By Arpad Szakolczai
Our high-brow, established, respectable newspapers, and other similar means of communication, are for years now speechless with outrage concerning recent political developments; and more so every day. Apart from Trump winning again, which for them simply defies belief, showing the evident and utmost stupidity of mere “people” – yet, in the same breath, they claim to be the defending “democracy”! – preoccupying developments are piling up everywhere, from Romanian presidential elections to German parliamentary election results. Mainstream establishment journalists, intellectuals and academics univocally come up with the same assessment: this represents the despicable progress of the extreme right, and is due to the increasing force of populism.
Let’s try to step back and assess the meaning of the term, “populism”, in this particular context.
Luckily, in a blog, one does not have to start by reviewing the existing literature, which in this case is a particularly great relief, as this mainstream literature, with due respect to any eventual exceptions, is mostly worthless. This, in itself, offers further reasons to persist with our concern. So, and again: not “what is populism”; but: what is the reason that the mainstream left-liberal establishment, feeling threatened, cannot find a better way to analyse the situation than to evoke the purportedly threatening spectre of “populism”?
While the word, as it is now used by “respectable” circles, is a pretext, a sham, even outright a lie, it is revealing, as it has to do with “people”; and what is specific about the current left-liberal agenda is that it has no interest whatsoever in “people”, meaning concrete human beings who have their own lives, histories, families, and concerns. For them, the “people” was always an abstraction, meaning – in the strict sense of the word – something detached, drawn away, diverted from concrete, real life, but which allowed them to use this abstraction to speak instead of ‘the people’, in their name, over their head, and so justify the egoistic pursuit of their own self-interest with the cloak of acting in the name of “others”.

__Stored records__
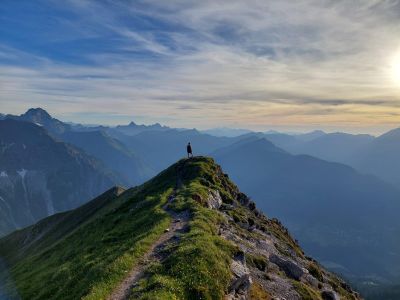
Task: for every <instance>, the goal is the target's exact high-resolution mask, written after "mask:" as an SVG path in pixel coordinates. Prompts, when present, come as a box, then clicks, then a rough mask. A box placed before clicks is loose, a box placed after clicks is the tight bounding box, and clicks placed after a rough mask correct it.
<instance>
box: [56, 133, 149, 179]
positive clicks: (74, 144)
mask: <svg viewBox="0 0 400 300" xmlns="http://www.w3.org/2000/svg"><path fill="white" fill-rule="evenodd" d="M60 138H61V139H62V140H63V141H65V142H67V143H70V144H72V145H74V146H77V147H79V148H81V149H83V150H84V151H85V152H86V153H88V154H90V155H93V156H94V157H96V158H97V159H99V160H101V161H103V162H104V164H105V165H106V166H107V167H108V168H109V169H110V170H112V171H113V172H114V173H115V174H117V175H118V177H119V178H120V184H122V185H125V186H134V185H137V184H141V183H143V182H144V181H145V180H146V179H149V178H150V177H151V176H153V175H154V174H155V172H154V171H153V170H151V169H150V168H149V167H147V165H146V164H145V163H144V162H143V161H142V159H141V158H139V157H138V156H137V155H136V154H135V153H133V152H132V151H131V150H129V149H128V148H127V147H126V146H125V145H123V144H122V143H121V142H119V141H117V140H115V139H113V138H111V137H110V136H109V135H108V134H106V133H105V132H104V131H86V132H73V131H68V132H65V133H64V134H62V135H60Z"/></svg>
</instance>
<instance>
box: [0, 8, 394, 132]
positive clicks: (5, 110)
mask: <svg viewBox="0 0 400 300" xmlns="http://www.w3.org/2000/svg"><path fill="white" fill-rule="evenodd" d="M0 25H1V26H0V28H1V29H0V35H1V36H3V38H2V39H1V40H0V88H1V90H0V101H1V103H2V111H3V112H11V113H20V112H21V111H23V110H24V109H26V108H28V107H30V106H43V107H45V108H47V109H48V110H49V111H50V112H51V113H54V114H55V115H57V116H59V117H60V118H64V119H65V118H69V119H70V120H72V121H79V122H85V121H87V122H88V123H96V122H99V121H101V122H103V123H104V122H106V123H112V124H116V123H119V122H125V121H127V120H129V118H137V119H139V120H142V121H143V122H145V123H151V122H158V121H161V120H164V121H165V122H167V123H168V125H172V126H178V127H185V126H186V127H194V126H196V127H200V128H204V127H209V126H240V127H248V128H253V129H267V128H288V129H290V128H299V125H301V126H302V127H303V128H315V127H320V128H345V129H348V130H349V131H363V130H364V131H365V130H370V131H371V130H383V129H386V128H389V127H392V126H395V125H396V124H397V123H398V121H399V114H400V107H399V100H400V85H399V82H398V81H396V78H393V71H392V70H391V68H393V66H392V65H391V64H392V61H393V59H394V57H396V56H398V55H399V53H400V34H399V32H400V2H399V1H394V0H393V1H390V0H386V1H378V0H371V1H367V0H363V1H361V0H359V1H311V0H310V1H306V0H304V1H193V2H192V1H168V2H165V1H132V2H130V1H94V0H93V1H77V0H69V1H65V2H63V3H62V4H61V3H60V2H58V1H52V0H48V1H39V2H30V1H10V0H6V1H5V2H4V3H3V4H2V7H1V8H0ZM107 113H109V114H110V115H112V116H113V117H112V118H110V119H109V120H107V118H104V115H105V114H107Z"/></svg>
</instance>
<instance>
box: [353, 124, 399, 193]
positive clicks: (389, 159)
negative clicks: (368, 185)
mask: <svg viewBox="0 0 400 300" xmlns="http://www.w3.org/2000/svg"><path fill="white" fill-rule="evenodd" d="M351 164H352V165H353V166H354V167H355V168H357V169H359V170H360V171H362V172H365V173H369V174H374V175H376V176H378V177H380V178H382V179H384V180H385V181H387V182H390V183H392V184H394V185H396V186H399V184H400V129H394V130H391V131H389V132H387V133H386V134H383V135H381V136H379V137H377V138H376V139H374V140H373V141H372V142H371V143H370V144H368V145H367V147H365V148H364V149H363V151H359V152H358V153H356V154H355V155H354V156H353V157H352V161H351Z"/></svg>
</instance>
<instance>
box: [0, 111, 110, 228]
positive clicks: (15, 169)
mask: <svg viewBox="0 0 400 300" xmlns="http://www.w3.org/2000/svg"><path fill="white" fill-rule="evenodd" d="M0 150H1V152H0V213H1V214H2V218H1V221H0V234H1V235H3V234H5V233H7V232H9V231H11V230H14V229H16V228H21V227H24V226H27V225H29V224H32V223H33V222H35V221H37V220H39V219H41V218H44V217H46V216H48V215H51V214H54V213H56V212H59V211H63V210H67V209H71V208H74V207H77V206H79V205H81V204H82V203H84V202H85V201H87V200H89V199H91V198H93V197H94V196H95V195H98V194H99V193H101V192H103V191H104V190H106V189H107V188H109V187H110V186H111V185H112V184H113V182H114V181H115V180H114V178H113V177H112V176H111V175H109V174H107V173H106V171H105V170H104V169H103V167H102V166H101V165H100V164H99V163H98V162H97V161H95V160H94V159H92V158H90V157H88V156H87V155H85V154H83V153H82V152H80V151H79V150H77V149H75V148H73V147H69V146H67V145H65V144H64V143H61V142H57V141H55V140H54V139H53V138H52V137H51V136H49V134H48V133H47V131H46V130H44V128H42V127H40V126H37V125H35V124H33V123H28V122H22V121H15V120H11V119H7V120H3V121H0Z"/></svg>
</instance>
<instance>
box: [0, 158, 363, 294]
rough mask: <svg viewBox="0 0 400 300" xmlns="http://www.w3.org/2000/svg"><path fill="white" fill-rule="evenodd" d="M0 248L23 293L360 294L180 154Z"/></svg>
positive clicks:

__TASK INSTRUCTIONS__
(a) Could you format the stored records as a Markdown table with columns "No." and "Line", starting at the top of the records and going through the line containing "positive clicks: (74, 144)", with blank lines and pictures omitted?
(b) Could you resume the essay on populism, continuing past its final paragraph?
These stored records have no connection to the essay on populism.

__RESPONSES IN ORDER__
(a)
| No. | Line |
|---|---|
| 1 | Task: for every <instance>, the goal is the target's exact high-resolution mask, written after "mask:" as an SVG path in pixel coordinates. Prompts, when present, come as a box, then clicks, then a rough mask. A box placed before clicks is loose, a box placed after clicks is the tight bounding box, and clicks placed after a rough mask correct it. |
| 2 | <instance> |
| 3 | box: [56, 133, 149, 179] |
| 4 | positive clicks: (74, 144) |

(b)
Let’s now shortly overview some of the main current concerns of the mainstream establishment liberal left – I will call them by the short-hand “left- liberals”; and then explore what kind of causes, and whose causes, these might serve.
A most prominent current concern is with gender and sexual politics. The two, while now evidently going together, refer to somewhat different things: “gender” basically to “women”, while “sex” refers to the pursuit of the pleasures of the flesh, now also reified as “identities”. However, and in a way helping to understand their current joining as a political agenda, originally the words “gender” and “sex” meant the same thing; or, “sex” simply meant “gender”, as we now call it, still visible in expressions like the “fair sex” or the “weaker sex”. For Dickens, “sex” simply meant “gender” – he never used the latter word, just as he never used words that would directly refer to what we now call the “sexual act”. This was by no means prudishness, just a combination of simple decency and common sense.
Returning to the present, gender politics is evidently waged in the name of women – and mostly, though by no means exclusively, by women; and in the name of “equality”. Let’s stop here, for a moment, with this word, as this word is an abstraction, and a very lifeless abstraction. So what does this really mean? What does it mean that men and women are, or should be, equal? Since, if by equal we mean identical – as in two lines of equal length – they are not equal, being obviously quite different.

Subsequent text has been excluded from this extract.